To be blunt: What the hell were we thinking?

You see, for over 20 years after the licensing of the first HIV test in 1985, the process of getting an HIV test on a patient involved a convoluted series of actions that all but defined the term “HIV exceptionalism” — meaning something we did for HIV, and no other diseases.

Want to order an HIV test? Here’s what it actually took to get an HIV test at our hospital:

  1. Have doctors, lawyers, ethicists, and patient advocates draft a consent form that satisfies all interested parties, yet ensures it will be so long and complex that no one will read it in its entirety.

  2. Go find the consent form in the hospital’s repository of various approved papers, documents, and consents.

  3. Hand the form to the patient you’d like to get the blood test; wait for them to read it; answer their questions; and watch them sign and date it in the designated spot.
——————————
Task to carry out :: Can you carry on the piece about ordering HIV tests, picking up right after the third step of the hospital procedure?

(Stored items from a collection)
——————————
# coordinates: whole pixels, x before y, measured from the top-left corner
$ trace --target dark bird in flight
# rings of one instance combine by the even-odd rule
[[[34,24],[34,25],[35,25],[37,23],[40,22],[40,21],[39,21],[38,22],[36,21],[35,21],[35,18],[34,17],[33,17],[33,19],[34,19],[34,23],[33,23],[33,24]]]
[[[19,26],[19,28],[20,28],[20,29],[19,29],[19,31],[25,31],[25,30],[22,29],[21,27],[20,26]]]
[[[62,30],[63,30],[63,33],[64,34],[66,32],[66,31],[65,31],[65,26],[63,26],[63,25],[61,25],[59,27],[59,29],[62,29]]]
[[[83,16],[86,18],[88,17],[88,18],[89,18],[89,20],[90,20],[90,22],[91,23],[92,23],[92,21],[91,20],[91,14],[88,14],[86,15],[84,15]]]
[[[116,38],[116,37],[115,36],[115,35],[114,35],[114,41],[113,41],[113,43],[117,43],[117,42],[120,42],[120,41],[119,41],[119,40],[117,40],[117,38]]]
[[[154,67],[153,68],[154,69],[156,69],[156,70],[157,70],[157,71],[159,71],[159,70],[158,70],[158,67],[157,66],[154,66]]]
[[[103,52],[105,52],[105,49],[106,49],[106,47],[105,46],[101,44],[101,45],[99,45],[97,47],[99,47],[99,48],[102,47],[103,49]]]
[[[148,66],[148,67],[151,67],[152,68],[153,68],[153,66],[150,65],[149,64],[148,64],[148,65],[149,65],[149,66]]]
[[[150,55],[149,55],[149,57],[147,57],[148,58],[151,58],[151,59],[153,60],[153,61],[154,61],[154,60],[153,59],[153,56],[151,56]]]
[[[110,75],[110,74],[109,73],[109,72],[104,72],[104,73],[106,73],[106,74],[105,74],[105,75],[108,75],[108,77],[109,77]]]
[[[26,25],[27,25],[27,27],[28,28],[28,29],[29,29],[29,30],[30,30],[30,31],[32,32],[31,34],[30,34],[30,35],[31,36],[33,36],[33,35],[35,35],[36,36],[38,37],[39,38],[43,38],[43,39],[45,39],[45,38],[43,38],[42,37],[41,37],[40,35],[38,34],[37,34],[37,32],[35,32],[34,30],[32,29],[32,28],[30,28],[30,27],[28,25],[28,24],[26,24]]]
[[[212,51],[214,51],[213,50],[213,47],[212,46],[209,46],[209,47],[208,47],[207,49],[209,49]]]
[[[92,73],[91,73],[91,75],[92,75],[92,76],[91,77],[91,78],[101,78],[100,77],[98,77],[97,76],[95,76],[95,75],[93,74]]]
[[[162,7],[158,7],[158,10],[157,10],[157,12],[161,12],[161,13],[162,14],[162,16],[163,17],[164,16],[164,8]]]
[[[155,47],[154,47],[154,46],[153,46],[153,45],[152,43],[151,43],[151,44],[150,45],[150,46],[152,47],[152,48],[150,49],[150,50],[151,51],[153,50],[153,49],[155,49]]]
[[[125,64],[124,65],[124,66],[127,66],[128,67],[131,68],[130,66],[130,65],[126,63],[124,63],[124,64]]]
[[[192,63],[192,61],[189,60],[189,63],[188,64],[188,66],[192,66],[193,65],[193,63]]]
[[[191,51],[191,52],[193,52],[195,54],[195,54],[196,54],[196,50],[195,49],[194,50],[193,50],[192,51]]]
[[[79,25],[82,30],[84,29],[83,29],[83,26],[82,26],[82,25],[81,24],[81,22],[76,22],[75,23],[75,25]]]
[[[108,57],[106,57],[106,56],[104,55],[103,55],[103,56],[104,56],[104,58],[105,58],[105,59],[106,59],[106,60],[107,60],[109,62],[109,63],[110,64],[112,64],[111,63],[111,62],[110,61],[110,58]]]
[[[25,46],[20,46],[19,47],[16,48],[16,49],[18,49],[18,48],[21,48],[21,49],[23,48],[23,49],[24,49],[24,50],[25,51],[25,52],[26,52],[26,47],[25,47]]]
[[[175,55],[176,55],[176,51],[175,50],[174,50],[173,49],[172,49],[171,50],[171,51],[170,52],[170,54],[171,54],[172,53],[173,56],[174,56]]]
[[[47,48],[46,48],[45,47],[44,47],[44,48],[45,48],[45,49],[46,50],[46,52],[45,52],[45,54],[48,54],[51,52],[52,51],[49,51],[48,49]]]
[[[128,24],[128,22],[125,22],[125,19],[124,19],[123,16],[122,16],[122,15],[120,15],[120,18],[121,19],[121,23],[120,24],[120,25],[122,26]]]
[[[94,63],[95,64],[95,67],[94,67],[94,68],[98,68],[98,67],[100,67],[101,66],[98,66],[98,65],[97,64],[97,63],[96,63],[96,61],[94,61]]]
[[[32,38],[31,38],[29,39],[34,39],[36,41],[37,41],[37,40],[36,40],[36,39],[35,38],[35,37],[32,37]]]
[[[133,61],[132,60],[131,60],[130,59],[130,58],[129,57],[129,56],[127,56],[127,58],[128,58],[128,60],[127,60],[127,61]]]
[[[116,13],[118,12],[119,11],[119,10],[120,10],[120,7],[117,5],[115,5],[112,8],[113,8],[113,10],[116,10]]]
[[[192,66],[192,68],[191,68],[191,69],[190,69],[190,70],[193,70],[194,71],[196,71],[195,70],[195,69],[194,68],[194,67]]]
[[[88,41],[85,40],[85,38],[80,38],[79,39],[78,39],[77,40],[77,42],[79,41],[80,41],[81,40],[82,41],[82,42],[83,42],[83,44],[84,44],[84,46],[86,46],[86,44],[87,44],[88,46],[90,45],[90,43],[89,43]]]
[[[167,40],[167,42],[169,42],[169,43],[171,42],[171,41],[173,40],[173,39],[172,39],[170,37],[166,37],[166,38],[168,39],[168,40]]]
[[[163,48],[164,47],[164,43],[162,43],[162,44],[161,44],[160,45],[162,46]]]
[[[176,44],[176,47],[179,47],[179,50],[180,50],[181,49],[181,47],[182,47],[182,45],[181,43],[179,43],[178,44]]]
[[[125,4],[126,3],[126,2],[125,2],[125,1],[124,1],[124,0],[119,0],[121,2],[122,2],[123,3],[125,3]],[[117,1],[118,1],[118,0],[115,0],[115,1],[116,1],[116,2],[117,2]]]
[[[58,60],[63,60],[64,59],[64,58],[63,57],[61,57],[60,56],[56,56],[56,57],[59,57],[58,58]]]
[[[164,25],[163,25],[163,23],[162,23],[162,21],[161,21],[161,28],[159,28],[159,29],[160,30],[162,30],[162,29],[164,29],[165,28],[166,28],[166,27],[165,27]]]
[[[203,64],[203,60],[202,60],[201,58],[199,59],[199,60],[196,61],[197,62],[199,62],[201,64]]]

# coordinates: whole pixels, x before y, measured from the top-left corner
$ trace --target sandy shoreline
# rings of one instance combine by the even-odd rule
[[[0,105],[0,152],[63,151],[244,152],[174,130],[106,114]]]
——————————
Answer space ::
  4. Countersign the form in your designated spot, and acknowledge (in check boxes) that you’ve gone over the pros and cons of testing, that you’ve offered them the chance to ask questions, that you’ve educated them about the difference between HIV and AIDS (HIV consent forms had a bizarre obsession with this distinction), and that you’ll keep the information confidential.1

  5. Give the patient the original, but send one copy of the consent form to medical records, and give them the third copy to take to the blood draw station, but first put it in a special yellow envelope that says CONFIDENTIAL on it, which was ridiculous since we didn’t use that envelope for any other test, hence defeating the purpose of the envelope because anyone carrying that envelope was, obviously, getting an HIV test.

And this was all before the blood was even drawn.